* **TASK BRIEF**: Take each line of the records below that contains the string "hilltop" and copy it.
(Beginning of THE DATA)
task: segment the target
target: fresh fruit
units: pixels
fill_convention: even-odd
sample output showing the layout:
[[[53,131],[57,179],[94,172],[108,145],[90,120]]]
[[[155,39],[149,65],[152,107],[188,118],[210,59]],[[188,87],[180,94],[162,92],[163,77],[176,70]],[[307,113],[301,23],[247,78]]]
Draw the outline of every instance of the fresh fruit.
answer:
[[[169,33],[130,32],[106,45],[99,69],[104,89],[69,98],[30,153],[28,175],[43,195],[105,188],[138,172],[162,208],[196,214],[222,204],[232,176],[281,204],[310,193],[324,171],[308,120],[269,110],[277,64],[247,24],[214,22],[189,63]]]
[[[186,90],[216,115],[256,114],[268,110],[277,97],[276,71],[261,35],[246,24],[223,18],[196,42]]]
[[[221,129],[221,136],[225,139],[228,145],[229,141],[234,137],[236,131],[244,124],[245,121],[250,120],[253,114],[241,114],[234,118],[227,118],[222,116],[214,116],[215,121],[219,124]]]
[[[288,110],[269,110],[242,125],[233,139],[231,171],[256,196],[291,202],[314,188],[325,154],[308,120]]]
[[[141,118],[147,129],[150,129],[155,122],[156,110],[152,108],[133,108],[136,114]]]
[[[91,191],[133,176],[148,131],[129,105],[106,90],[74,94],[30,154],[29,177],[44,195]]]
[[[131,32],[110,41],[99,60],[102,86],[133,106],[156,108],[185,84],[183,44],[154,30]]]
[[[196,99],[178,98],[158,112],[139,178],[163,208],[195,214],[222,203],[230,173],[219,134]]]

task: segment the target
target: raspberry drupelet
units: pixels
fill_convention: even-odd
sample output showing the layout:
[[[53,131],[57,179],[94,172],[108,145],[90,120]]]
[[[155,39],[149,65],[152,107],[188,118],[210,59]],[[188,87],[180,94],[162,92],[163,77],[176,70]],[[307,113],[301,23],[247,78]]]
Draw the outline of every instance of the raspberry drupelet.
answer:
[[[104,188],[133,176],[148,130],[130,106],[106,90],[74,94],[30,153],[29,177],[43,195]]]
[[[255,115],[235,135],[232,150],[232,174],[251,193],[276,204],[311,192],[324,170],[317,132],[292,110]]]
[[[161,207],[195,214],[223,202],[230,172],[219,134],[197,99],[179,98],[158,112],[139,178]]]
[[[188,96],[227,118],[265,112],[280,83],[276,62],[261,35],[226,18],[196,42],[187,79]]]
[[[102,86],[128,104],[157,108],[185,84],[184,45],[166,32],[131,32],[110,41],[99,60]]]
(End of THE DATA)
(Beginning of THE DATA)
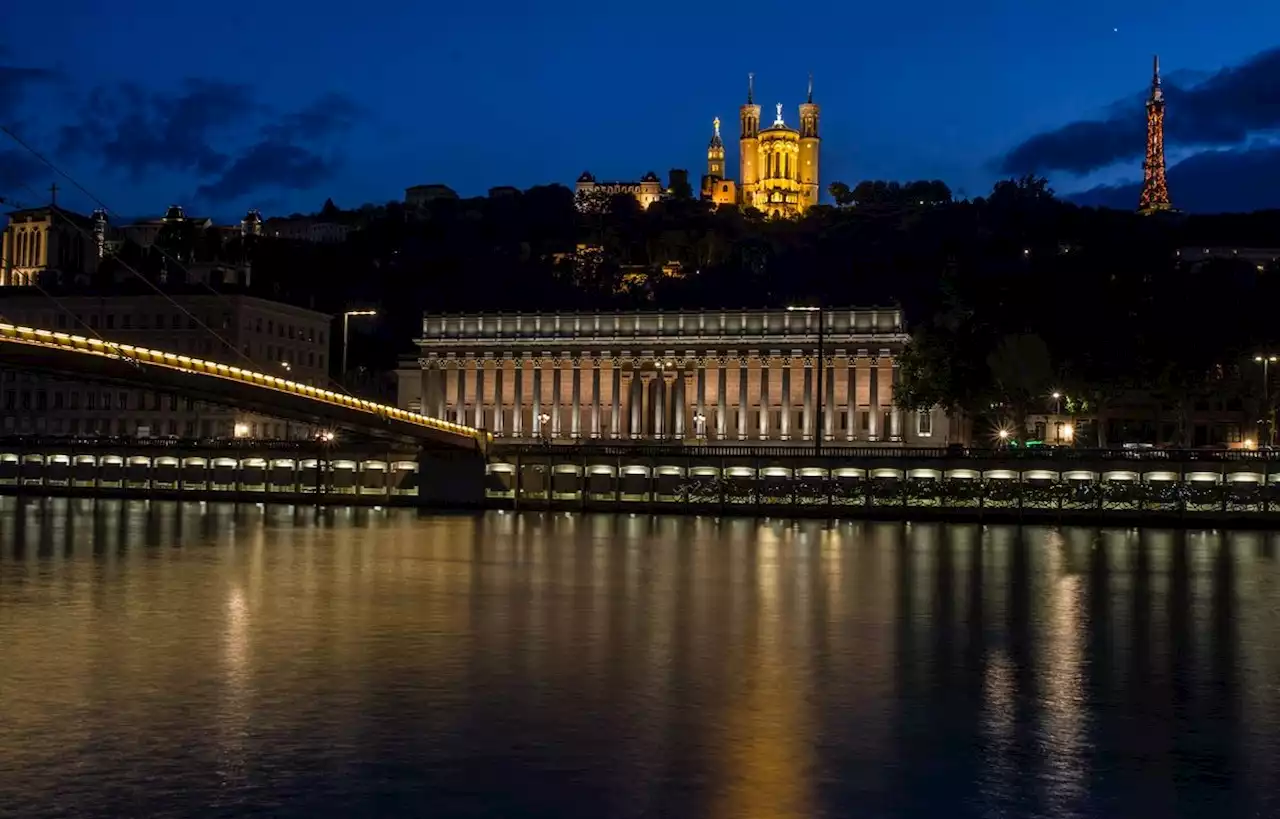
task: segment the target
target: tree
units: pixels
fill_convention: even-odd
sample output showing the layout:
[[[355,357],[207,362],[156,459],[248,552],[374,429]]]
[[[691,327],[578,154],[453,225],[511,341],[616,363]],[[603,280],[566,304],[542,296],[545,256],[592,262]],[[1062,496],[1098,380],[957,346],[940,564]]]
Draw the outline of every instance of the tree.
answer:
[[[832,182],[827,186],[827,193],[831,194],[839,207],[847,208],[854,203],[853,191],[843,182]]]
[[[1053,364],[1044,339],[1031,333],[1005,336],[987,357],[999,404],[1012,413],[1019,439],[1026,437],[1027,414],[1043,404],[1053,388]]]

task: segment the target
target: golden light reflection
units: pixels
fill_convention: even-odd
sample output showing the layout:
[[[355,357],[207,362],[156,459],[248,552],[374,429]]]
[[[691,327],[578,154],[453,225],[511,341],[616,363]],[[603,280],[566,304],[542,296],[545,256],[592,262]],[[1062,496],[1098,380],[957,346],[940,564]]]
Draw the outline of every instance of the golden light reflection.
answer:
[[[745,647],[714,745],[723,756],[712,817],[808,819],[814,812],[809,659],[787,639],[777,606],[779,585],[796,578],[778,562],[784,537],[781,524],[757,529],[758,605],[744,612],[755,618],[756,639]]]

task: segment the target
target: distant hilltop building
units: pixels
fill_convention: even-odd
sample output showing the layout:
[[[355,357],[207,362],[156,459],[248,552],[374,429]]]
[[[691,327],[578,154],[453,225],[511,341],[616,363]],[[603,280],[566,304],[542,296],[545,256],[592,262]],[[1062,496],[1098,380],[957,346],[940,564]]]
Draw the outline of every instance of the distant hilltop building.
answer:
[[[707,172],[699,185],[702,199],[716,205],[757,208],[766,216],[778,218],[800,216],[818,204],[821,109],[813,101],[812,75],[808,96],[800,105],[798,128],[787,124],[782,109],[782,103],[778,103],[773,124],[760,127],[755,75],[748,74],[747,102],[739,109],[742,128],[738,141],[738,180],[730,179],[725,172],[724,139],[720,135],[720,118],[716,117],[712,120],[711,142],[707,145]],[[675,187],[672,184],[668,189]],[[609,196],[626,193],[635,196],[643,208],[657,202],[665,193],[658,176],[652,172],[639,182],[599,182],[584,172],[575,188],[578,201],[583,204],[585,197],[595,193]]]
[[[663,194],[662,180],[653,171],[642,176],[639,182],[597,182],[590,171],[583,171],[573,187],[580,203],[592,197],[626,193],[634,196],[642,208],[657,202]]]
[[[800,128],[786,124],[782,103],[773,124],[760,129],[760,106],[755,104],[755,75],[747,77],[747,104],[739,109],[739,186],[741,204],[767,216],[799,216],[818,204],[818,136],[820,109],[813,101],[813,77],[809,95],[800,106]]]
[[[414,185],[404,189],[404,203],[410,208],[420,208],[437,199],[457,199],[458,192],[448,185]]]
(End of THE DATA)
(Beginning of THE DATA)
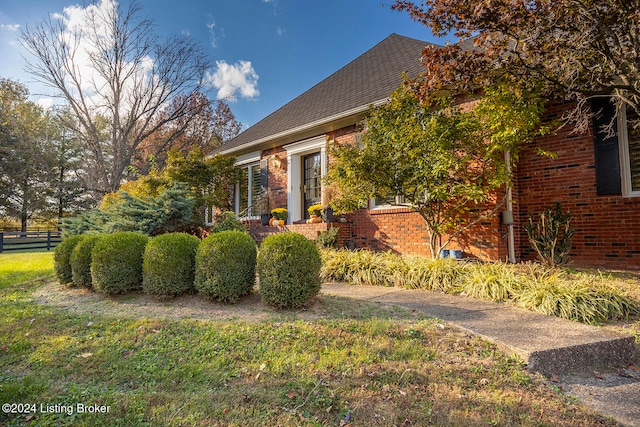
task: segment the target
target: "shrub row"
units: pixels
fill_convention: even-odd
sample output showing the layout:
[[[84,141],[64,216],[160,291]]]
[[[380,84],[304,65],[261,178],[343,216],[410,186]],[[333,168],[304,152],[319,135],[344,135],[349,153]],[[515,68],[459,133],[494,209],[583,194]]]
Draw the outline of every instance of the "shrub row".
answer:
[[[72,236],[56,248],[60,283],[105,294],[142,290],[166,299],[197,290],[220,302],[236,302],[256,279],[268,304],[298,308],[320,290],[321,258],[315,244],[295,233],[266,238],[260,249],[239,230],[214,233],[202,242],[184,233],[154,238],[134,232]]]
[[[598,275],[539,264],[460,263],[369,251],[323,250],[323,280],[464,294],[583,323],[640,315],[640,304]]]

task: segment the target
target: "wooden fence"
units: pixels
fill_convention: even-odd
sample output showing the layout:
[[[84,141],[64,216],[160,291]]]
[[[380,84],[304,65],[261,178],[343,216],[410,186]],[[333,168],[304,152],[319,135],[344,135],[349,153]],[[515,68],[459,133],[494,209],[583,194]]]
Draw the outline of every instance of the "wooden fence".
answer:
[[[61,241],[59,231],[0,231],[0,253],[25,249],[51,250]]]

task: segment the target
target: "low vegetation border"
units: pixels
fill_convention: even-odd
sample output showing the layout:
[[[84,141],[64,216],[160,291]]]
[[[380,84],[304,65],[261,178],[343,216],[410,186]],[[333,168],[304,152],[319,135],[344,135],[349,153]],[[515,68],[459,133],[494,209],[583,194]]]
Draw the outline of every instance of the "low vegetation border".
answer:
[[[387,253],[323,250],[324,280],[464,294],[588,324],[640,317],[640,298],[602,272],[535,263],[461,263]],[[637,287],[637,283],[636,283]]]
(End of THE DATA)
* **TASK OUTPUT**:
target: distant hilltop building
Draw the outline of every instance of the distant hilltop building.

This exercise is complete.